Where will big data make a big difference?

by User Not Found | October 31, 2012

I have no doubt that big data will have a big impact in many areas including market research, but readers of this blog will know that I am skeptical about many of the claims made about the utility of big data. So a Harvard Business Review (HBR) blog post titled “Big Data Hype (and Reality)” was bound to get my attention.

Gregory Piatetsky-Shapiro presents some interesting examples to support his case. For instance, he discusses the Netflix challenge as a case where big data analysis failed to improve significantly on the existing ability to predict user preferences. You may remember that Netflix offered a $1 million prize to anyone who could improve the accuracy of recommendations over its existing algorithm by 10 percent. It took 3 years for a team to win the prize and the prediction process proved so complex that it was never implemented by Netflix. Besides, a 10 percent improvement only represents a 0.1 star improvement in predicting someone’s movie preference.

Apart from anything else, this helps explain why I never saw an improvement in the system’s ability to recommend new movies for me to watch (compounded no doubt by the fact that my wife and I have very different tastes when it comes to movies, but we share an account). It seems to me that one of the fundamental issues is that the system assumes that genre is the overriding reason why people might like a movie. Maybe the prediction could be improved if people got to classify the movies by factors other than overall genre, and not just rate them. For instance, I like science fiction movies but only if they are intelligent, thought provoking and well-crafted.

**DATA SUPPLIED:**
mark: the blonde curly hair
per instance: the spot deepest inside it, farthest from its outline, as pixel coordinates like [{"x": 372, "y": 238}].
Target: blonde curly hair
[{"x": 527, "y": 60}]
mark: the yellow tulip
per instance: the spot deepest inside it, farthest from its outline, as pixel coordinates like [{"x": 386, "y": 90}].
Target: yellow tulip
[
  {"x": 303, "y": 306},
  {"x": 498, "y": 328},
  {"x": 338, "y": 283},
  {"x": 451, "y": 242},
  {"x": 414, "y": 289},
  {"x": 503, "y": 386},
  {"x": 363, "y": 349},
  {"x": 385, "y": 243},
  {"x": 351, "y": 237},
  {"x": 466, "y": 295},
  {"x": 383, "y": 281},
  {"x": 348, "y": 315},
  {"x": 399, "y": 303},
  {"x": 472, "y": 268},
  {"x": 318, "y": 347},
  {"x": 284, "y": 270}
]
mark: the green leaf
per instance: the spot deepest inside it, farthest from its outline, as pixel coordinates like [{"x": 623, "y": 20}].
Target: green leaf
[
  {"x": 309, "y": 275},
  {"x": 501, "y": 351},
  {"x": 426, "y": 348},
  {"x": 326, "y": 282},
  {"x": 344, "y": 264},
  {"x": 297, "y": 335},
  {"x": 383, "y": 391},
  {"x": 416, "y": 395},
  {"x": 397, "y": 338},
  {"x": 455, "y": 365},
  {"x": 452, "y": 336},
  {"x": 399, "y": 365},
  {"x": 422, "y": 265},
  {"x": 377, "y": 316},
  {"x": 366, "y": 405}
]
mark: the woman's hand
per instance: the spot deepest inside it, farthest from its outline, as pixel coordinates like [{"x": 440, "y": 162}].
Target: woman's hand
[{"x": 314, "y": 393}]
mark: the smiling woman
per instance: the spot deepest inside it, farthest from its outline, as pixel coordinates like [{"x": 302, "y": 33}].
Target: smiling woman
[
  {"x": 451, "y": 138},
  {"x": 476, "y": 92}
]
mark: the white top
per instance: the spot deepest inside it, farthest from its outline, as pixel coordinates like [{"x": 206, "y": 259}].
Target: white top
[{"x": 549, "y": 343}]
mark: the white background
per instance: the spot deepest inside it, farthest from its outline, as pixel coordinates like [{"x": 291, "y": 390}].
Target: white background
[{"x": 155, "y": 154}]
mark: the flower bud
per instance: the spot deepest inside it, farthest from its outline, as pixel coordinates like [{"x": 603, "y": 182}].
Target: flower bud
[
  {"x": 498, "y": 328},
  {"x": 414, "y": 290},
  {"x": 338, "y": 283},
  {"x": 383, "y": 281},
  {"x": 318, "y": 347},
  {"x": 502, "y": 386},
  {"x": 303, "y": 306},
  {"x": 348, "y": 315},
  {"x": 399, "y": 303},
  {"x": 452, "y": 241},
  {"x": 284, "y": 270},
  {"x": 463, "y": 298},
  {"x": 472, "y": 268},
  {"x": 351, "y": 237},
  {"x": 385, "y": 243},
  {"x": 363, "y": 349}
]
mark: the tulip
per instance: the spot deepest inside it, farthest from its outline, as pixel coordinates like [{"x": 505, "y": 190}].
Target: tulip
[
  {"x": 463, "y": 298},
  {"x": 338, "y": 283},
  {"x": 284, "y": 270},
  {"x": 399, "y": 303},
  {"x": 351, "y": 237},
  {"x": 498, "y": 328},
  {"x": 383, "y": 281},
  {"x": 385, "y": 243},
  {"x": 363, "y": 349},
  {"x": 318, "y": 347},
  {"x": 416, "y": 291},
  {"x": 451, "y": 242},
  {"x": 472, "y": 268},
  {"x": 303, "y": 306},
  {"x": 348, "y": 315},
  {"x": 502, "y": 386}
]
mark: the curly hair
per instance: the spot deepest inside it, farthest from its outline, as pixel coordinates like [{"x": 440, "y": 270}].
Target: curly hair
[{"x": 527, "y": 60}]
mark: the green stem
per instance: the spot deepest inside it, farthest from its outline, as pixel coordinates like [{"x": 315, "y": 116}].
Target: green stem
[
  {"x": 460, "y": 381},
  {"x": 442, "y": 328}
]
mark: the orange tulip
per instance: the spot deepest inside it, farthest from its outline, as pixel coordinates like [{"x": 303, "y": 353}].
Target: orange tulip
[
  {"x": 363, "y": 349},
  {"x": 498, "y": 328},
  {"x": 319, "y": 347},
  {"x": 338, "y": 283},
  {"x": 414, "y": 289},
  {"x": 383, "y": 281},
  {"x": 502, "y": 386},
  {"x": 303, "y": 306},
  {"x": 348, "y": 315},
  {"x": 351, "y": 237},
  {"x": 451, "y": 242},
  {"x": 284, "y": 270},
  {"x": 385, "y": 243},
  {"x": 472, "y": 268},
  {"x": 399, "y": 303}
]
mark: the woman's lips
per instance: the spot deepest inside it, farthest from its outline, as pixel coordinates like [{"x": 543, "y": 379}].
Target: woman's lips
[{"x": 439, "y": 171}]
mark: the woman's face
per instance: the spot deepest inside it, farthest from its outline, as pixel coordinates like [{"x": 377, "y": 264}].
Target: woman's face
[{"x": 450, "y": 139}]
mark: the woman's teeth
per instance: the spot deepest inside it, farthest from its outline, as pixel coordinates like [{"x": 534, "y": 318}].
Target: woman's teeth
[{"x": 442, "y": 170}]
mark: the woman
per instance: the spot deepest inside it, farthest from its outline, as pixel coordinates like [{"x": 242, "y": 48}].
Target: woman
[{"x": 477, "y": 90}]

**GIVEN EXERCISE 1:** Could you write out everything in the records from the line containing "mark: the woman's face" down to the end of the records, requests included, and shift every coordinate in the answers by adding 146 to each x and y value, leaving the sample coordinates in the requests unchanged?
**GIVEN EXERCISE 2:** Can you extend the post on big data from where it stops?

**EXERCISE RESULT 1:**
mark: the woman's face
per instance: the spot deepest inside it, farthest from its outline, as pixel coordinates like [{"x": 377, "y": 264}].
Target: woman's face
[{"x": 596, "y": 285}]
mark: the woman's teeth
per instance: the spot deepest inside it, farthest from its outline, as pixel coordinates like [{"x": 534, "y": 318}].
Target: woman's teeth
[{"x": 588, "y": 316}]
mark: the woman
per instance: the spot deepest inside it, farthest from its outline, as pixel coordinates like [{"x": 242, "y": 48}].
Target: woman
[{"x": 623, "y": 236}]

**EXERCISE RESULT 2:**
So where does Piatetsky-Shapiro suggest big data will have its biggest impact? Artificial intelligence. He points to IBM’s Watson and Apple’s Siri as indications of things to come. (Why am I reminded of HAL from 2001 Space Odyssey, GERTY from Moon, and David from Prometheus?). Piatetsky-Shapiro also nominates individual healthcare and location-based analytics as areas where big data will prove important. He suggests that the success of social networks such as Facebook, Twitter, and LinkedIn depends on their scale, and that big data tools and analytics will be required for them to exploit that scale effectively.

In spite of my skepticism about many of the claims made about big data, I can’t help feeling that Piatetsky-Shapiro is too pessimistic when he suggests that the randomness inherent in human behavior is the limiting factor to consumer modeling success. He states:

Marginal gains can perhaps be made thanks to big data, but breakthroughs will be elusive as long as human behavior remains inconsistent, impulsive, dynamic, and subtle. 

True cause of people’s behavior may not be immediately apparent, and without asking people questions about why they behave the way they do, you are entirely reliant on the researcher’s interpretational ability. Maybe what is needed, as I have suggested in the past, is the marriage of big and little data? 

A major advantage of traditional questioning techniques is that they elicit responses that might not naturally occur to the respondent, but which we know are important determinants of behavior.

So what are your thoughts on the value of big data? Does it offer the ability to understand why people do what they do? Where do you think it will have the most influence? Please share your thoughts.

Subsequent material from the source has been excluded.